## Requirement
Wherever the string "door" turns up in the data, copy the whole line.

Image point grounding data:
--
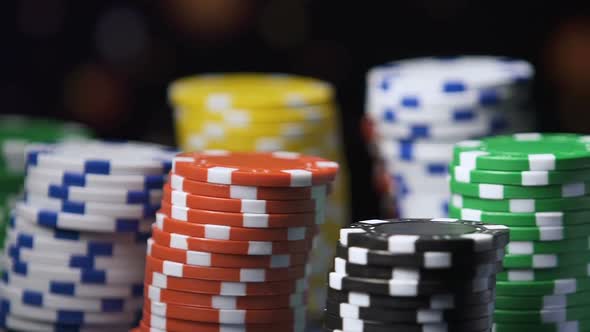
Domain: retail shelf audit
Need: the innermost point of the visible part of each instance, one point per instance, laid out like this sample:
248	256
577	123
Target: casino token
523	152
404	273
249	90
102	157
225	316
107	277
550	247
438	301
356	325
558	315
180	183
410	150
179	241
78	222
549	287
280	169
224	302
426	260
549	233
521	205
246	220
91	194
203	258
221	232
155	323
46	300
79	247
499	191
417	316
538	219
571	271
72	289
542	302
401	287
77	179
541	261
518	178
571	326
91	208
419	235
19	324
182	199
225	288
73	261
65	316
176	269
30	227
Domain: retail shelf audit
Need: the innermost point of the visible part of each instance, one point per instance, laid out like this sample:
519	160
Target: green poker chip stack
15	133
539	185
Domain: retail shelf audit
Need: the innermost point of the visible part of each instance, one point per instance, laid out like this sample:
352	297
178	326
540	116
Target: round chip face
278	169
223	91
525	152
418	235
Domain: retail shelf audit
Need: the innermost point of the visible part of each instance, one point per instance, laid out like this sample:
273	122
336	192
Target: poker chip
534	183
76	241
415	275
418	108
264	112
243	266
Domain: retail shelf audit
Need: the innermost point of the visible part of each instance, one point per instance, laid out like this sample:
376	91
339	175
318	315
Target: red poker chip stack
230	246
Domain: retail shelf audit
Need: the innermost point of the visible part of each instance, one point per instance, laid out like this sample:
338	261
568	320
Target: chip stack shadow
418	108
415	275
75	248
537	184
268	112
231	243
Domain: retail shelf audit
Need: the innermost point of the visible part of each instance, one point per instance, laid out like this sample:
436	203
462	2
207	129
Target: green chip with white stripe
525	152
501	191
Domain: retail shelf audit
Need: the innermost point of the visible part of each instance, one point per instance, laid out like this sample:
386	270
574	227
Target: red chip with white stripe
224	302
275	169
183	199
180	241
225	316
247	220
203	258
181	183
180	270
222	232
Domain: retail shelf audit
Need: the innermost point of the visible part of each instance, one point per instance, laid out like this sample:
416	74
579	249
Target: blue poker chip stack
416	275
75	248
420	107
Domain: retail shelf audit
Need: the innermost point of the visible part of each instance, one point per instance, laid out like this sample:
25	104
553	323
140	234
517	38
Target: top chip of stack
420	107
266	112
231	243
415	275
76	242
535	183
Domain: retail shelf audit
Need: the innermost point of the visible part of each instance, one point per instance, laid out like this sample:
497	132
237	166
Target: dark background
107	63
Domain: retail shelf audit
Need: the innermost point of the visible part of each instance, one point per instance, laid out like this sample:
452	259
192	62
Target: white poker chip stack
75	248
419	108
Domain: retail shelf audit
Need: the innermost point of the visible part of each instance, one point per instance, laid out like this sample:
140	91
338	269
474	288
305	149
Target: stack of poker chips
255	112
415	275
15	133
537	184
420	107
230	245
75	249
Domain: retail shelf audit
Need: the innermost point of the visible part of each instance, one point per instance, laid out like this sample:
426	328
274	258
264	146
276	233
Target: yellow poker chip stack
268	112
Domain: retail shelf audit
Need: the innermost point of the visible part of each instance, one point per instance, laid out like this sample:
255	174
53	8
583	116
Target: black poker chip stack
415	275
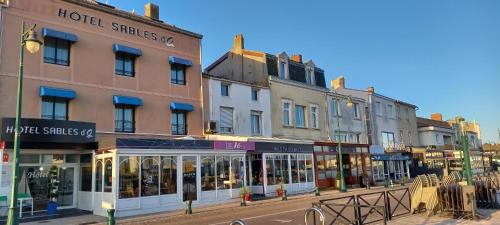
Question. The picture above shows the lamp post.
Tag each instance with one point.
(349, 104)
(32, 44)
(465, 150)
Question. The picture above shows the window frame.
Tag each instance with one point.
(175, 68)
(123, 56)
(53, 100)
(123, 107)
(57, 45)
(177, 113)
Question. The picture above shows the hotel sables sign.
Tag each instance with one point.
(56, 131)
(76, 16)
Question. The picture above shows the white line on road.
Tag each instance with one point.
(256, 217)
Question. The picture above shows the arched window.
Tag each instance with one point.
(108, 175)
(150, 174)
(98, 176)
(129, 177)
(168, 182)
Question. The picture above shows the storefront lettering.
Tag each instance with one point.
(122, 28)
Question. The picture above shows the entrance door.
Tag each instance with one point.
(189, 178)
(66, 186)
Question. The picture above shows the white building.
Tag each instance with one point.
(236, 108)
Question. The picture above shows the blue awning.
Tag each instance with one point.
(126, 49)
(177, 60)
(126, 100)
(47, 32)
(181, 106)
(57, 92)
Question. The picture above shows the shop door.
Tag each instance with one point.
(66, 187)
(189, 178)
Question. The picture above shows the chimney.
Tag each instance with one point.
(239, 43)
(152, 11)
(437, 116)
(297, 58)
(338, 83)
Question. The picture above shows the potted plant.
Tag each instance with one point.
(280, 189)
(53, 190)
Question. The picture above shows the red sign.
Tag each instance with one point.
(5, 157)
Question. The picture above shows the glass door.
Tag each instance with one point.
(66, 186)
(189, 178)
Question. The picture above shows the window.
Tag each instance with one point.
(282, 70)
(310, 77)
(178, 74)
(129, 177)
(208, 173)
(314, 117)
(54, 108)
(179, 126)
(355, 110)
(168, 182)
(287, 113)
(255, 120)
(378, 109)
(124, 64)
(149, 174)
(224, 89)
(389, 111)
(226, 120)
(56, 51)
(388, 139)
(255, 94)
(300, 119)
(124, 118)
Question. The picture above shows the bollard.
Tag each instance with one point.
(111, 216)
(189, 210)
(284, 197)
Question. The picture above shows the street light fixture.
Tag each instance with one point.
(32, 44)
(349, 104)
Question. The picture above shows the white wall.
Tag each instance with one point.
(240, 99)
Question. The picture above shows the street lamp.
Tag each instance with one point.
(349, 104)
(32, 44)
(465, 149)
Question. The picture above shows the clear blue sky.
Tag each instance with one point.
(441, 55)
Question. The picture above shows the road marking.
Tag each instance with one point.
(256, 217)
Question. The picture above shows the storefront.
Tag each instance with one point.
(50, 148)
(356, 161)
(280, 164)
(140, 176)
(390, 167)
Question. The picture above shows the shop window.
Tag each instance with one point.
(108, 175)
(309, 168)
(255, 122)
(179, 125)
(294, 168)
(56, 51)
(149, 175)
(208, 173)
(168, 175)
(86, 178)
(54, 108)
(178, 74)
(129, 177)
(124, 64)
(124, 118)
(237, 172)
(223, 172)
(29, 159)
(226, 120)
(98, 176)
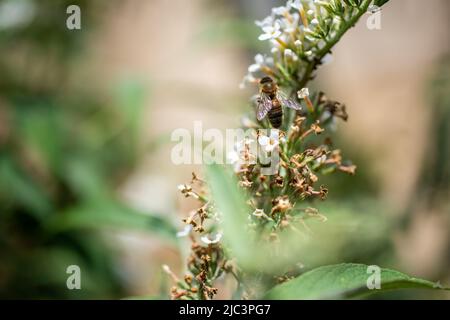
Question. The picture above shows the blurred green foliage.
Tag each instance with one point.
(63, 153)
--
## Reply
Question. The picture above shows the entrance door.
Question. The picture above shows the shop door.
Question. The picture above shows the glass door.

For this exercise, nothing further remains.